Tally the lines in the rows below that contain the string "puffin", matching case exactly. Give only the resulting count.
--- START DATA EXCERPTS ---
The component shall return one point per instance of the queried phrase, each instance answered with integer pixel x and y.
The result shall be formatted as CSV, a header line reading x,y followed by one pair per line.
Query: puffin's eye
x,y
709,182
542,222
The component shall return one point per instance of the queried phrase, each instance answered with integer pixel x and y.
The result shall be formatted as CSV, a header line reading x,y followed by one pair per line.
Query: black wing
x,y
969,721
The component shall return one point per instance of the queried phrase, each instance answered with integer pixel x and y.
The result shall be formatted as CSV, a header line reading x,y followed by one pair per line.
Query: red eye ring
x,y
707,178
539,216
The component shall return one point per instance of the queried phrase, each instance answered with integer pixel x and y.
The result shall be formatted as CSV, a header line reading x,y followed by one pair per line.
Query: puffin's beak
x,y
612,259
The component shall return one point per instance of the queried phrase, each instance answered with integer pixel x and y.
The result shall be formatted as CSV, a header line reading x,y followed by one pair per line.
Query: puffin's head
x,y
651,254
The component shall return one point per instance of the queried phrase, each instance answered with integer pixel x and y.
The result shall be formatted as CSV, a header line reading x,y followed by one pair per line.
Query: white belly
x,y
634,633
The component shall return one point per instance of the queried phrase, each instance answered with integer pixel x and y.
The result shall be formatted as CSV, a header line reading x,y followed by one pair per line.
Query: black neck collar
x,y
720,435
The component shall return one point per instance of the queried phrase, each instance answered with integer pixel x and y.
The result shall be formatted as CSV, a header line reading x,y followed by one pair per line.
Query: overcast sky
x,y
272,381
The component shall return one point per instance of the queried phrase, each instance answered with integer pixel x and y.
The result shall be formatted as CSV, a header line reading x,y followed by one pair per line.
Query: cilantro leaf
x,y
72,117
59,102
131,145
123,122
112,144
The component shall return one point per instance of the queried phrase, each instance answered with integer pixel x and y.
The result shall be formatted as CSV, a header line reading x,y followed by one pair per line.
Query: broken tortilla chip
--- END DATA EXCERPTS ---
■ REPLY TO THE EXERCISE
3